Work required = Every line of the entries below that includes "brown" belongs in the answer, copied as written.

Record excerpts =
---*---

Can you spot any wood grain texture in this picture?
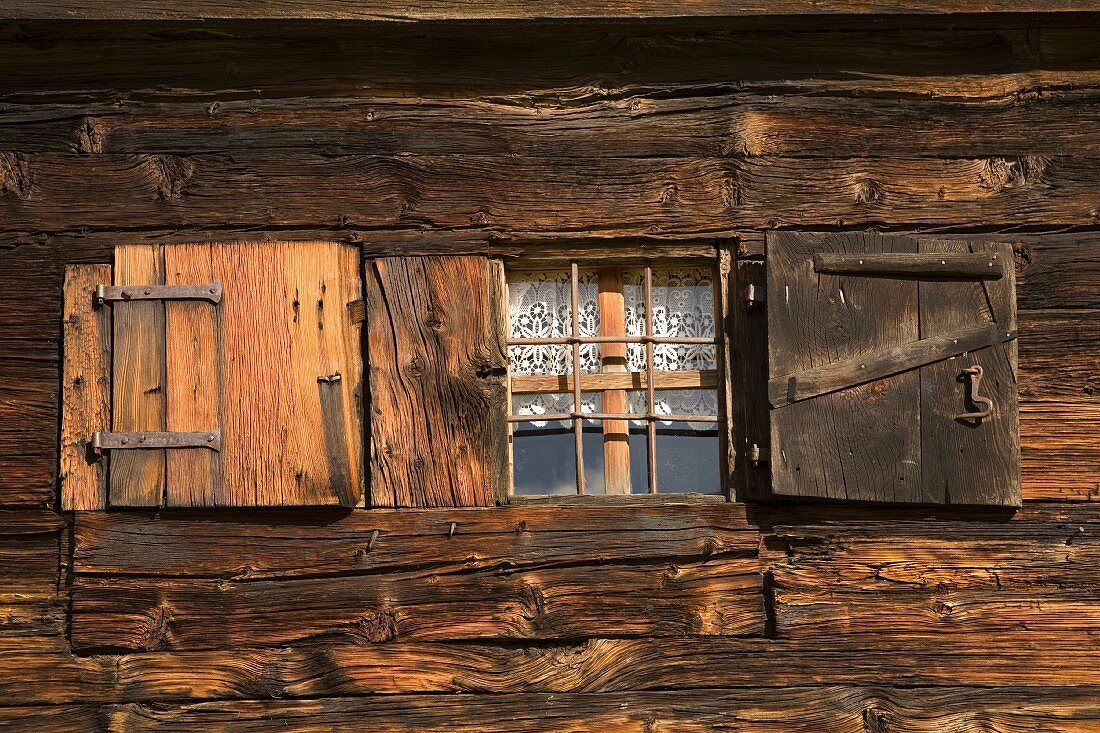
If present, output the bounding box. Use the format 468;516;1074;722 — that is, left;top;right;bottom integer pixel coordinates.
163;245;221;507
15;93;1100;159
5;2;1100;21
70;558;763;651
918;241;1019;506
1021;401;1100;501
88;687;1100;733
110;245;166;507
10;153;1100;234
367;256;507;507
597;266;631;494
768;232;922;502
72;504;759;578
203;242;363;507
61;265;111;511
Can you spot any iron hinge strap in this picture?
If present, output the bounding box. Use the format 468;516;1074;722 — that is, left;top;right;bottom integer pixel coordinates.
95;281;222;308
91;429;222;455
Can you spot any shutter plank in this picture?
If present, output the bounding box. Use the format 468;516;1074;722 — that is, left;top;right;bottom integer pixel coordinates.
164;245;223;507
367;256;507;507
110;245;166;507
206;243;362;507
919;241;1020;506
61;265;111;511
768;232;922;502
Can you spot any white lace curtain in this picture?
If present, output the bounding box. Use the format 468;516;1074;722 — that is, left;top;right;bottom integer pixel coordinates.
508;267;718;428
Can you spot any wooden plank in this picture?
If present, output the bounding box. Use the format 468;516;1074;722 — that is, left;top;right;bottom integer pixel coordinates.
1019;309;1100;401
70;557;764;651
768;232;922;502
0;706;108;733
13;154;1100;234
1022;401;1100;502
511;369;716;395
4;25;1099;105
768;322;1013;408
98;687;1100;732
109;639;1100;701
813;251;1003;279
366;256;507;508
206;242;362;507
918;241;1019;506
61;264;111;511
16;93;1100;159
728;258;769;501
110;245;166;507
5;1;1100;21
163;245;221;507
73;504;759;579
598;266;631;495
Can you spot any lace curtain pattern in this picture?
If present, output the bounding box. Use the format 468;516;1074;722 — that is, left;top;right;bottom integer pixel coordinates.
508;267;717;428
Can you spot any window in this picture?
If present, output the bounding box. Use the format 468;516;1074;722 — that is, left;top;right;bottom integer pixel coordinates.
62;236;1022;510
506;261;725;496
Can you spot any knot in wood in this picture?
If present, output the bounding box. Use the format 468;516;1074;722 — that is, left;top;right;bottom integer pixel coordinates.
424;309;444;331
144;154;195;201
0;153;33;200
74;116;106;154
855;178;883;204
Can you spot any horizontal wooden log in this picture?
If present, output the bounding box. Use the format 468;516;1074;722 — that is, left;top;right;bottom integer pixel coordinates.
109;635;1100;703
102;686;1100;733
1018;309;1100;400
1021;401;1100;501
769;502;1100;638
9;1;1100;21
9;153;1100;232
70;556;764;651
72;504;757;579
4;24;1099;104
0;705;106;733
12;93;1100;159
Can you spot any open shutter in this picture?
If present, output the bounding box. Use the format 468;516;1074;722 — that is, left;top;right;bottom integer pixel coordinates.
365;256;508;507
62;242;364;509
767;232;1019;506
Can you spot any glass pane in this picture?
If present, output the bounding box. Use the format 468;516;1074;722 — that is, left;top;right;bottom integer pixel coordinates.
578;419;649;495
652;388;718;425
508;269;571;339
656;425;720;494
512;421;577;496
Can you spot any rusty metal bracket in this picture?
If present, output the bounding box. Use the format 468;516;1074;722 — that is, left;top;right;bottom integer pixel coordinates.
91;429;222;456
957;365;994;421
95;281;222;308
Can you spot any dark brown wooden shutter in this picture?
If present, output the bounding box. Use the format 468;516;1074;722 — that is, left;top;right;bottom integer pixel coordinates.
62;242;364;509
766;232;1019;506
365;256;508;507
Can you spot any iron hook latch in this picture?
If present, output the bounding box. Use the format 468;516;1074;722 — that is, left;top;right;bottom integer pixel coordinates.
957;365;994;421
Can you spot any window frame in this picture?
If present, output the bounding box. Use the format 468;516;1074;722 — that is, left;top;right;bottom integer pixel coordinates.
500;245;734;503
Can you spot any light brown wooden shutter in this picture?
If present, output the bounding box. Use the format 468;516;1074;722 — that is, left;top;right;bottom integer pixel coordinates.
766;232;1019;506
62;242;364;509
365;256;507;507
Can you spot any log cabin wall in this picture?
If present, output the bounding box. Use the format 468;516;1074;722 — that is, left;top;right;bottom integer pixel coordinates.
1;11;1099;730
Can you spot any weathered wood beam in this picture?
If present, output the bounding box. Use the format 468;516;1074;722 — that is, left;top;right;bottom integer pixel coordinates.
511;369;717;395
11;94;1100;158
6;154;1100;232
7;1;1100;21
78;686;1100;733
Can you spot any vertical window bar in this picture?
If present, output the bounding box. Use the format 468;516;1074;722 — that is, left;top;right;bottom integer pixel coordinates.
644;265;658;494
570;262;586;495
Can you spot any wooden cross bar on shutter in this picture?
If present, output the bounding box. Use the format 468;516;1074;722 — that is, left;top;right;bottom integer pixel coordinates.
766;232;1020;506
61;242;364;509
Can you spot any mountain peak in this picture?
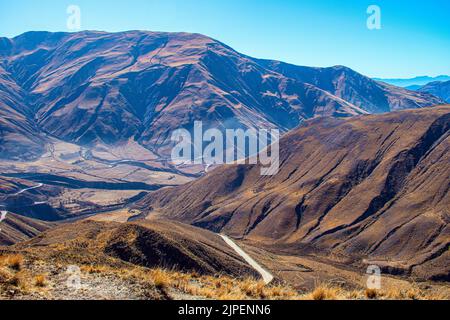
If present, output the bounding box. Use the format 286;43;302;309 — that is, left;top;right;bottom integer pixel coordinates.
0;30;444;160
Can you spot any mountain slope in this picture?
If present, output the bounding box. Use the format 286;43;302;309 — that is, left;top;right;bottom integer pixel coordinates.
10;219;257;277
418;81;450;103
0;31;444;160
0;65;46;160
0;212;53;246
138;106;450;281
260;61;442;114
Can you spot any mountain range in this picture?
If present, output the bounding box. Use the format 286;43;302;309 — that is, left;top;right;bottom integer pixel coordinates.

---*---

Answer space =
Can you spot any dark brown wooden shutter in this picture?
Can you spot any light brown wooden shutter in this picture?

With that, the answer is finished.